## [EXERCISE PROMPT]
Please set down exactly the lines of the listing below from the line containing "# indicate the innermost point of each instance of the open" through the line containing "# indicate the innermost point of each instance of the ear", both lines included, leaving out all other lines.

## [TASK DATA]

↓

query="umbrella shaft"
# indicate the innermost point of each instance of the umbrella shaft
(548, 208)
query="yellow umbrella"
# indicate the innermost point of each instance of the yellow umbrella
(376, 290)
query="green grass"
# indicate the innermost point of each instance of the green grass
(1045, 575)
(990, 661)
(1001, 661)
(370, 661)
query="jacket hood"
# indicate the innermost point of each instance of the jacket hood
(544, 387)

↑
↓

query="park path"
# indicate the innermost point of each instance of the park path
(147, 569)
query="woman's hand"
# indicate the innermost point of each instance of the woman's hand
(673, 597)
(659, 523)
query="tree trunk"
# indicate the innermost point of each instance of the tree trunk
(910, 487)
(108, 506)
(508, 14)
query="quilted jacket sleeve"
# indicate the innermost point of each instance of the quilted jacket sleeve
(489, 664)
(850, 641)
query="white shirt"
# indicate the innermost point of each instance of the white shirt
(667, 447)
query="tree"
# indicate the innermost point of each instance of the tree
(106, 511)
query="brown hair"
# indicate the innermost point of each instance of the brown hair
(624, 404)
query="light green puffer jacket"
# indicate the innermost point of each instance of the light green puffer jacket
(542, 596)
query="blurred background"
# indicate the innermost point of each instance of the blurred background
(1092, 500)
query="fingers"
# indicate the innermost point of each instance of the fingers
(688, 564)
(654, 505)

↑
↓

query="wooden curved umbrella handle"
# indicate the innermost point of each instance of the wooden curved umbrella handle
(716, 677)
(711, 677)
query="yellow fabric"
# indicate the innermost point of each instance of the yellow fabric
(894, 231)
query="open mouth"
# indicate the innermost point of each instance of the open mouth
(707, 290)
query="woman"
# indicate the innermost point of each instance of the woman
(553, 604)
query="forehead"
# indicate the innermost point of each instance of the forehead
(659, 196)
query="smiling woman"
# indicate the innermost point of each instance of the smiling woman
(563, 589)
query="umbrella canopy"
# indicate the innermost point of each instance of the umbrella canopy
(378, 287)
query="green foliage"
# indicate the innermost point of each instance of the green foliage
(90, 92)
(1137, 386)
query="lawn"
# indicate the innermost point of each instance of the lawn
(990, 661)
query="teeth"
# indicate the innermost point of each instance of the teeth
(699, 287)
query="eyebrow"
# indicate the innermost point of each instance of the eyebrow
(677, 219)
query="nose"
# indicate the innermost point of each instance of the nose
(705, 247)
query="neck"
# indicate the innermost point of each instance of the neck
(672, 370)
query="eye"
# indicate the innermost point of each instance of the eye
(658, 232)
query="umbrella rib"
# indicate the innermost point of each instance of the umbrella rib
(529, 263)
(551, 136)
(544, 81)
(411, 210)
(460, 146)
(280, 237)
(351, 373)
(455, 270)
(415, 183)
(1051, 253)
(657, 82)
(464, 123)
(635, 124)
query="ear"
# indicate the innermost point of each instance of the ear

↑

## [TASK SOLUTION]
# indicate the innermost point of each instance of the open mouth
(707, 290)
query="woman"
# indicate the innermost point of each instance of the woman
(553, 604)
query="forehead"
# indicate the innermost point of each instance of the forehead
(659, 196)
query="smiling woman"
# indicate the innermost point of each instance of the smiling woman
(563, 589)
query="umbrella canopy"
# indicate the innermost point of each instance of the umbrella canopy
(378, 287)
query="green foliage"
# indicate the innermost point of each instance of the green foliage
(90, 92)
(1137, 386)
query="lawn"
# indicate the innermost point of each instance of the lawn
(990, 661)
query="teeth"
# indicate the innermost point of each instance of the teeth
(699, 287)
query="eyebrow"
# indicate the innermost point of each instance of the eyebrow
(677, 219)
query="nose"
# indicate the innermost point of each instance of the nose
(705, 247)
query="neck"
# indicate the innermost point of each instance of the neck
(672, 370)
query="eye"
# indicate the innermost point of each instance of the eye
(658, 232)
query="umbrella rib"
# indicate the innermost point of each instance of the umbrella rib
(529, 263)
(551, 136)
(544, 81)
(411, 210)
(460, 146)
(280, 237)
(351, 373)
(455, 270)
(415, 183)
(1051, 253)
(657, 82)
(464, 123)
(635, 124)
query="ear"
# indicate the innermost point of each instance of the ear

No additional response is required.